**Problem description**
How many lines of the records below contain the string "blurred"? Treat case as significant, and reply with only the number.

**Input for this task**

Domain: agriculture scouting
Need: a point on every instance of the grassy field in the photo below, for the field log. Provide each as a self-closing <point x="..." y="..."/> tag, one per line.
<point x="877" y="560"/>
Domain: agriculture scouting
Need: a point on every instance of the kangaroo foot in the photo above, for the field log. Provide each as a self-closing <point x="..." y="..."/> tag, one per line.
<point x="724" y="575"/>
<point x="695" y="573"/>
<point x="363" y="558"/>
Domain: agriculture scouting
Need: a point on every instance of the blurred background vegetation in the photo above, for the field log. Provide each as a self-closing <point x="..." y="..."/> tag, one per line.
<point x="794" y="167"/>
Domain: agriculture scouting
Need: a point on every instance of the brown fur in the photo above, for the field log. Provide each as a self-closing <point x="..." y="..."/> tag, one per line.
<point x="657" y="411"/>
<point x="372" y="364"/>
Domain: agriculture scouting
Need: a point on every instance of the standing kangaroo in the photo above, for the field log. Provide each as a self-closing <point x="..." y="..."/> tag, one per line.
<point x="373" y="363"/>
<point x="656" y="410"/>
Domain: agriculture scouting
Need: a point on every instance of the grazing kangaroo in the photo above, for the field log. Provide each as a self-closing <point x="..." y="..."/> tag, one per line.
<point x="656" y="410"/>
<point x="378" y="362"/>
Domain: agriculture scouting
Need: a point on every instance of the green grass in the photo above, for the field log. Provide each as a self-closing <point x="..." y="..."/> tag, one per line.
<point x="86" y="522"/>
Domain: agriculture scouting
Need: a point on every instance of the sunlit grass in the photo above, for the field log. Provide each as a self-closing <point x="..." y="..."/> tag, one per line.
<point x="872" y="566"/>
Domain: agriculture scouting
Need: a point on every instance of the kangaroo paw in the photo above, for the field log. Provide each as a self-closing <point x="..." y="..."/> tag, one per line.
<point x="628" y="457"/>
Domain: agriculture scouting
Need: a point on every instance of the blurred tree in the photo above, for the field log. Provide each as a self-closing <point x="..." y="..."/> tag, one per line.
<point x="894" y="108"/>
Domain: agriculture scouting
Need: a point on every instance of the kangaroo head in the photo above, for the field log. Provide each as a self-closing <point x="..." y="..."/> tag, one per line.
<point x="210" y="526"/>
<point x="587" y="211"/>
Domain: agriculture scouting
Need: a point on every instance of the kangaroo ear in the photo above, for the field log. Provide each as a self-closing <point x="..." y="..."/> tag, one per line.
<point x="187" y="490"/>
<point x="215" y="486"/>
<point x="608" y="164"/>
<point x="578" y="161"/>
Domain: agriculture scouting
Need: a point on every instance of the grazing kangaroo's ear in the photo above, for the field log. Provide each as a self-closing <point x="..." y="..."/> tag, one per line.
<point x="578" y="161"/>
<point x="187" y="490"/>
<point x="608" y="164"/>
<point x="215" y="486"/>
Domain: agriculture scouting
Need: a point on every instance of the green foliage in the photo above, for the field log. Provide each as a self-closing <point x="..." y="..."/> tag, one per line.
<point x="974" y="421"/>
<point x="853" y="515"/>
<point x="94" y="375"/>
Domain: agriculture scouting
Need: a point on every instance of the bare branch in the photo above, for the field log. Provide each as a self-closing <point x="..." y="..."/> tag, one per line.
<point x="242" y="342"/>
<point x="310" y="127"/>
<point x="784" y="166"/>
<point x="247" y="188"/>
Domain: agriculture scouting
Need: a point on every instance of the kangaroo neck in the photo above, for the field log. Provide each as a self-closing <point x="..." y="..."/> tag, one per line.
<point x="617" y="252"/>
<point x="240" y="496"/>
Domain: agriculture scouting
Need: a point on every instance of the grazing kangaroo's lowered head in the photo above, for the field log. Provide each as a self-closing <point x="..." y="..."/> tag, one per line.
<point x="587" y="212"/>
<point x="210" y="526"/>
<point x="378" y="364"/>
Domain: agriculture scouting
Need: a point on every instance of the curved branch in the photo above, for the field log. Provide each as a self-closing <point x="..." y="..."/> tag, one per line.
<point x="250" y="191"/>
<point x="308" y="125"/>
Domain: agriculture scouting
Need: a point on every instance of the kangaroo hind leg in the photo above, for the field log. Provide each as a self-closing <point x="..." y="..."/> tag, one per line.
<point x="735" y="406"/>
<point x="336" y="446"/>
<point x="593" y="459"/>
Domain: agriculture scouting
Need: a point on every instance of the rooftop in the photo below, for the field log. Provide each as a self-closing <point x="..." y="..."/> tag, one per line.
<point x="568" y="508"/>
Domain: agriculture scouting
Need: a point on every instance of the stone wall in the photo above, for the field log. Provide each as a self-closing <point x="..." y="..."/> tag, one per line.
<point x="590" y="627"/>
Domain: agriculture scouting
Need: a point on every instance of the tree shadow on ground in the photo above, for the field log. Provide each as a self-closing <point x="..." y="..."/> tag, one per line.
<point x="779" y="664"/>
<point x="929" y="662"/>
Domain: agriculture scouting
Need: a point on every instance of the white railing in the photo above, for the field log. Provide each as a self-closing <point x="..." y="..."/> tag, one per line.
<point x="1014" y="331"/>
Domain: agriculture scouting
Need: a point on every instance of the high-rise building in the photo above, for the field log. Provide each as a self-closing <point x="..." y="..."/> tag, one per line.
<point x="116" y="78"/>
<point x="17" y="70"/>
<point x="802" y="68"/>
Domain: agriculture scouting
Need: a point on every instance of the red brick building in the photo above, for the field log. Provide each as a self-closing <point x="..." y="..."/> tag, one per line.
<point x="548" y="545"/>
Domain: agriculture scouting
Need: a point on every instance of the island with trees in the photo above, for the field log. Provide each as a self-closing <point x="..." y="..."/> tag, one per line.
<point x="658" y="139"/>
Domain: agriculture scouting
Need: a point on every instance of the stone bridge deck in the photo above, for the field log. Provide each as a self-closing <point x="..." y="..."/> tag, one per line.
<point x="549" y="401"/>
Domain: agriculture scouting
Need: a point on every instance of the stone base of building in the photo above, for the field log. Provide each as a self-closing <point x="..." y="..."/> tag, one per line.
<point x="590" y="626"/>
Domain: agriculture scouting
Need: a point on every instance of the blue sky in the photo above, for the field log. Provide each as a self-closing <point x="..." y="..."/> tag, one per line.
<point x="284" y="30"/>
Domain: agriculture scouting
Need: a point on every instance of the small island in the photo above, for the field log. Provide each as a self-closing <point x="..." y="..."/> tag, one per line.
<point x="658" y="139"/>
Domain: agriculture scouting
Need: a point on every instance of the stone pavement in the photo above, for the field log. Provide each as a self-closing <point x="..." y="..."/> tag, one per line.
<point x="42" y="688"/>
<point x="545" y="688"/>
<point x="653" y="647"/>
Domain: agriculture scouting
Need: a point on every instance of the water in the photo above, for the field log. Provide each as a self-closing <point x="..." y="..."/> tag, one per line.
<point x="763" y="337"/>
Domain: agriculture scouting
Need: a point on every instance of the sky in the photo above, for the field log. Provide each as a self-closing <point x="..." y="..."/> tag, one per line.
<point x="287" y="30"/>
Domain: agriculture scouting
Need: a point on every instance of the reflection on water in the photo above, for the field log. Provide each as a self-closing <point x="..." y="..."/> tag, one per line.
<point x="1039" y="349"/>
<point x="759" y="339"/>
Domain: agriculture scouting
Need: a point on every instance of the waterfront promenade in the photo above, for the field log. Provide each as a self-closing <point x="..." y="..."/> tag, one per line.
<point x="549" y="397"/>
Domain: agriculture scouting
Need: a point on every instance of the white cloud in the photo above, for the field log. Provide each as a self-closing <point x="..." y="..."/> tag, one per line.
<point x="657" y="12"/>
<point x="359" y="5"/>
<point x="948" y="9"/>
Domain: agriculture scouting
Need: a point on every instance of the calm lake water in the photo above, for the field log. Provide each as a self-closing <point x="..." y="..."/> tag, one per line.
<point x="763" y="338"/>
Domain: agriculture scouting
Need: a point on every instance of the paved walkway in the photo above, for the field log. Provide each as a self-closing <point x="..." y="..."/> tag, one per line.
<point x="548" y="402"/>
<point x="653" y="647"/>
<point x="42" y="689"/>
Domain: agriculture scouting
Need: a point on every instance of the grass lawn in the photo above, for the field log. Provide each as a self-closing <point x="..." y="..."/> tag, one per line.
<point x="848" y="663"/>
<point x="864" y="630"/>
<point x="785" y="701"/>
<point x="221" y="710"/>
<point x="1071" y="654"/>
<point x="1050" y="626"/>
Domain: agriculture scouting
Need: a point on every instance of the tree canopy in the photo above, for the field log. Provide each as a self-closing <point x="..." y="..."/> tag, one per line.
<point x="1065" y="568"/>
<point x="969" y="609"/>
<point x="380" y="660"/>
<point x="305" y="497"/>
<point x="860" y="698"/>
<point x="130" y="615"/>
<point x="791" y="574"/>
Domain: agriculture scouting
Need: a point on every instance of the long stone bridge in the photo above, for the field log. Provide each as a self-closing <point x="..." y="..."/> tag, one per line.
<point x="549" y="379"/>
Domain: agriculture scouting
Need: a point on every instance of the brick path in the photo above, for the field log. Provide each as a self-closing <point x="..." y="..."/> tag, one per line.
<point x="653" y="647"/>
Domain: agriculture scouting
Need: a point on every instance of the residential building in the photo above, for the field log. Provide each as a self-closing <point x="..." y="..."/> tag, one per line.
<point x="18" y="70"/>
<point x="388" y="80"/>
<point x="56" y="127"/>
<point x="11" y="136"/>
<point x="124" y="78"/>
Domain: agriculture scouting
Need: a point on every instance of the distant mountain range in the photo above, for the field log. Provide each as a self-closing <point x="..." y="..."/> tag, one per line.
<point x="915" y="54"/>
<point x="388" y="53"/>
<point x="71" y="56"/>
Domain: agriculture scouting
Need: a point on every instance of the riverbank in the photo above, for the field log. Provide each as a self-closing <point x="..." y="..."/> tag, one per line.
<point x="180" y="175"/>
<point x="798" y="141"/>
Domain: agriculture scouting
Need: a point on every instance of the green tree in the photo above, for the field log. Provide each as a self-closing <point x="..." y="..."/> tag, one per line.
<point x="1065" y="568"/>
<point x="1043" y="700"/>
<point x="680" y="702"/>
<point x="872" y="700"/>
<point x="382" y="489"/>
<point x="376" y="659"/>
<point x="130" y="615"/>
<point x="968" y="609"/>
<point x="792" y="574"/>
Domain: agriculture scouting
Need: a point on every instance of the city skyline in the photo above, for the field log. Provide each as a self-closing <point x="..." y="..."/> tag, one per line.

**Task output**
2